■ **DOCUMENT EXCERPT**

Friday (song)
"Friday", performed by Rebecca Black, is a pop song which went viral in March of 2011. The song is about a girl celebrating the fact that it's Friday. And eating cereal. And choosing between the front and back seats of her friends' car when there's only a seat in the back open. And listing the days of the week, before some random guy starts rapping about passing a school bus.
We'd say It Makes Sense in Context, but it doesn't.
Originally the obscure product of a Vanity Studio called Ark Music Factory, the song became viral due to its infectious beat, gratuitous abuse of Auto-Tune that isn't enough to hide an insanely nasal singing voice, and amusing lyrics, all Ark Music Factory's own fault.
In 2021, Rebecca Black released a remake of this iconic theme.
Not to be confused with the several other things called Friday.
- Aborted Arc: Enforced: Rebecca's quest to catch the bus ends around 2 seconds in, when her friends show up in a car. She later said that there wasn't enough money to rent a bus for the video.
- Actually Pretty Catchy: Although Friday has an infamous reputation for abusing Auto-Tune and having horrible lyrics, a few reviewers have begrudgingly admitted that they found the song actually pretty catchy.

■ **QUESTIONS TO ANSWER**
- A) From the page on the song Friday, list the reasons it gives for why the song became viral.
- B) Continue the page on the song Friday from the point where it stops.
The listing that comes next is separate material and has no connection to the page on the song Friday.

■ **DATA SECTION**

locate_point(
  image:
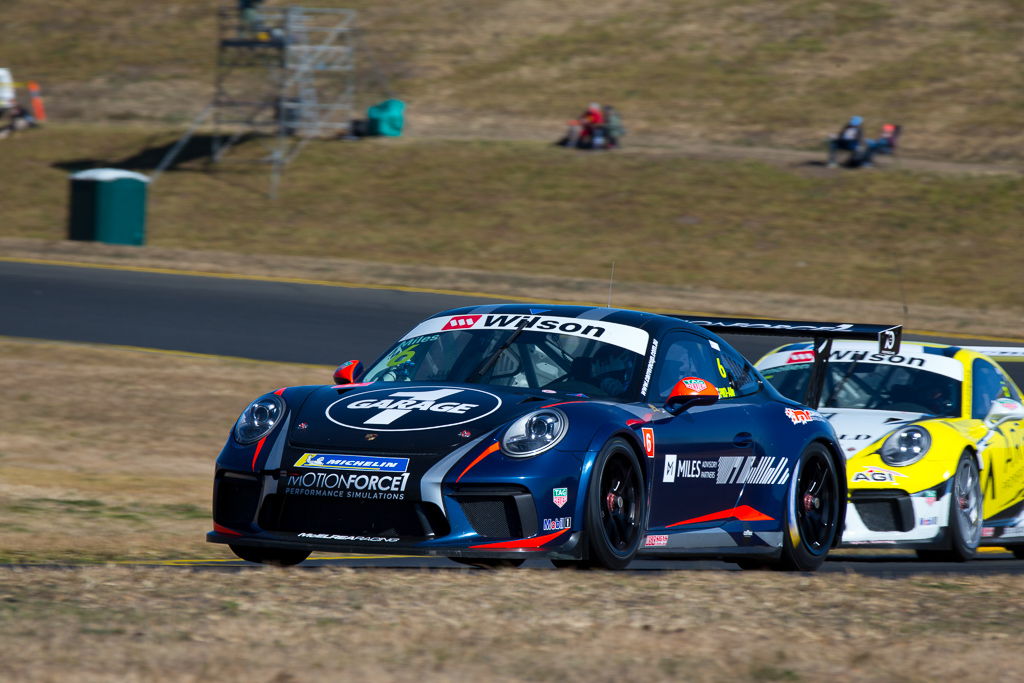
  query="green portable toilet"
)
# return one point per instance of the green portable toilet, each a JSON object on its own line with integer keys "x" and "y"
{"x": 108, "y": 205}
{"x": 386, "y": 118}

■ **ANSWERS IN ORDER**
- A)
- Its infectious beat
- Gratuitous abuse of Auto-Tune that isn't enough to hide an insanely nasal singing voice
- Amusing lyrics

- B)
- AcCENT Upon the Wrong SylLABle: Happens with a few words, in particular "Par-tee-ing"
- "Gotta have my bowl, gotta have cereAL"
- Also: "Tomorrow is Sat-UR-day, and Sunday comes afterWAAAAAARDS"
- Adorkable: The girls dancing either side of Black in the car. Rapper "Pato" Patrice Wilson has more than a touch of it in interviews, since he's clearly trying to help people with ARK Music, despite all the trashing he gets in the media.
- Auto-Tune: extensively.
- A Wild Rapper Appears: Patrice Wilson's bridge that comes out of nowhere.
- Captain Obvious: "Tomorrow is Saturday... And Sunday comes after...wards."
- Colbert Bump: The video went viral after tweets from comedians such as Mike Nelson, followed by a spotlight on Tosh.0.
- Stephen Colbert himself sang "Friday" on Jimmy Fallon's show after losing a bet.
- Conflicting Loyalty: The back seat, or the front seat? Which seat will she take? Which group of friends will she align herself with? She picks the back seat.
- Made redundant when you realise that all the front seats are full - the only seat she can actually take is in the back.
- The video for the remake solves this neatly: she is in the driver seat now
- Dancing on a Car
- Dawson Casting: Inverted. The video seems to portray Rebecca as a high schooler, despite the fact that she's thirteen. Let alone her male friend, who appears to be even younger. This did not go unnoticed.
- Days of the Week Song: "Yesterday was Thursday, Thursday, to-day it is Friday, Friday [...] Tomorrow is Saturday, and Sunday comes afterwards..."
- Disproportionate Retribution: OK, the song's moronic. That doesn't really merit a bunch of people on Twitter and YouTube telling Rebecca Black to get an eating disorder and/or kill herself.
- Epileptic Flashing Lights: Happens near the end at the "rave party".
- Follow the Leader:
- The label that produced it, Ark Music Group, is attempting to find the next Justin Bieber à la YouTube.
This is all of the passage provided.